* [Verilen metin]:
#####

''SEN DOĞRU DUR EĞRİ BELASINI BULUR!''
Ayşe Arman, Kemal Kılıçdaroğlu ile geçmişe doğru bir yolculuğa çıktı.
Sen doğru dur eğri belasını bulur!
Buyrun Kemal Bey’le geçmişe doğru bir yolculuğa çıkalım...
- Ticaret Lisesi’nde okumanızın özel bir sebebi var mı?
Tamamen tesadüf. Lise sınavlarını kaçırmıştım. "Elazığ’da yeni bir lise açılmış kaydını oraya yaptır" dediler. Meğer orası bir ticaret lisesiymiş. Rahmetli babam, sonra beni normal liseye kaydettirmek istedi ama hocalarım, "Biz öğrencimizden memnunuz kaydını vermeyiz" dediler.
- Birincilikle bitirdiniz değil mi?
Evet, başarılı bir öğrenciydim.
- Peki, hayatınızın herhangi bir döneminde ticaret yapmaya teşebbüs ettiniz mi?
Bingöl’ün Genç İlçesi’nden öğlenleri tren geçerdi, o tren Muş’a giderdi. Bir arkadaşımla, tren istasyonunda yumurta satardık. Soğan kabuğuyla kaynatıp pişirirdik ki, kırmızımsı bir renk alsın. Yine oralarda bir karpuz tarlası kiralamışlığımız var...
- Ailede 7 kardeşin içinde üniversiteyi bitiren tek çocuk olmayı nasıl açıklıyorsunuz?
Hayat... Hayatın akışı... Büyük ablam, hiç okula gitmedi. En küçük kız kardeşim ise ilkokulu bitirdi. İkizim Adil, okumak istemedi. Ben Ankara’da İktisadi ve Ticari İlimler Akademisi’ni bitirdiğim zaman o daha lisedeydi. Abim sanat okuluna gitti, onun bir küçüğü ise öğretmen okulunun fark derslerini verdi, uzun yıllar öğretmenlik yaptı...

#####

* [Görevleriniz]:
(A) Söyleşiye göre Kemal Kılıçdaroğlu bir arkadaşıyla tren istasyonunda ne satardı?
(B) Kemal Kılıçdaroğlu ile yapılan söyleşiyi kaldığı yerden sürdürün.

[Nesnelerin göründüğü yerlere ilişkin veri kümesi satırları]
#####

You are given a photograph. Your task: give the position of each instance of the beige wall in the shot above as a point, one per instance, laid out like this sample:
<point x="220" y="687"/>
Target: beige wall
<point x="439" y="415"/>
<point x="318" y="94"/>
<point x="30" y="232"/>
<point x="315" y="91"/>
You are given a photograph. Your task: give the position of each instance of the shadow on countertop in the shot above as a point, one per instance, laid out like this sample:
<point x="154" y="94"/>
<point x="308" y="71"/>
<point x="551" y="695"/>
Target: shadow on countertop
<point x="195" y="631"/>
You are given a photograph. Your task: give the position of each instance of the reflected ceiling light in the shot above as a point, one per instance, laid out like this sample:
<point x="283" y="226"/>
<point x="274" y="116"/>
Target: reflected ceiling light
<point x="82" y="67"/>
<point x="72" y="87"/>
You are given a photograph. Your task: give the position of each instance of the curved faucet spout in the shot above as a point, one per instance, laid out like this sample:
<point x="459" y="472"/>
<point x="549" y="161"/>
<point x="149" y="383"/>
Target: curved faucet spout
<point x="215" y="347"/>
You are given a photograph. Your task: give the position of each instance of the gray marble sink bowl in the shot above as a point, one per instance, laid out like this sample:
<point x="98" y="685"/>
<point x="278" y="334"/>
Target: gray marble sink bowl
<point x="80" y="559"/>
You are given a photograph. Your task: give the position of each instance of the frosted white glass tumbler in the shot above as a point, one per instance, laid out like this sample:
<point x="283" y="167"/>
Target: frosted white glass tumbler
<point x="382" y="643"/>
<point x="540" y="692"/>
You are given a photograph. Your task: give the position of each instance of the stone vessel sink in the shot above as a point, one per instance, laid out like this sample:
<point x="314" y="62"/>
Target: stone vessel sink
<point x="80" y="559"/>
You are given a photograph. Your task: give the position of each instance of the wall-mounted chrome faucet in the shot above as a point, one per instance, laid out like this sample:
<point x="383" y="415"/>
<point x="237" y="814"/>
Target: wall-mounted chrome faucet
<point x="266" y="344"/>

#####

* [Sonuçlar]:
(A) Yumurta satardı.

(B)
- Siz en zekisi olan mısınız?
Alakası yok. Bazı şeylerin açıklaması yok, öyle oluyor. Diğer kardeşlerim hayata benden daha erken atılmak zorunda kaldılar...
- İnsanın ikizinin olması nasıl bir şey? Hep dedikleri gibi birine bir şey olunca, öteki hisseder mi?
Diğerleriyle ne kadar yakınsam Adil’le de o kadar yakınım. Özel bir şeyimiz yok.
- Babanızın Karabulut soyadını Kılıçdaroğlu olarak değiştirmesinin gerekçesi bana ilginç geldi. Gerçekten köydeki herkesin soyadı Karabulut muydu?
Evet. Babam, "Mehmet Karabulut eliyle, Mehmet Karabulut" diye mektup yazardı. Ama birincinin yanına parantez içinde "muhtar" yazardı ki karışmasın. Herkes ama herkes Karabulut’tu. Bir gün gidiyor soyadını değiştiriyor, neden Kılıçdaroğlu soyadını seçmiş bilmiyorum. Amcalarım ve akrabalarımın çoğu hâlâ Karabulut...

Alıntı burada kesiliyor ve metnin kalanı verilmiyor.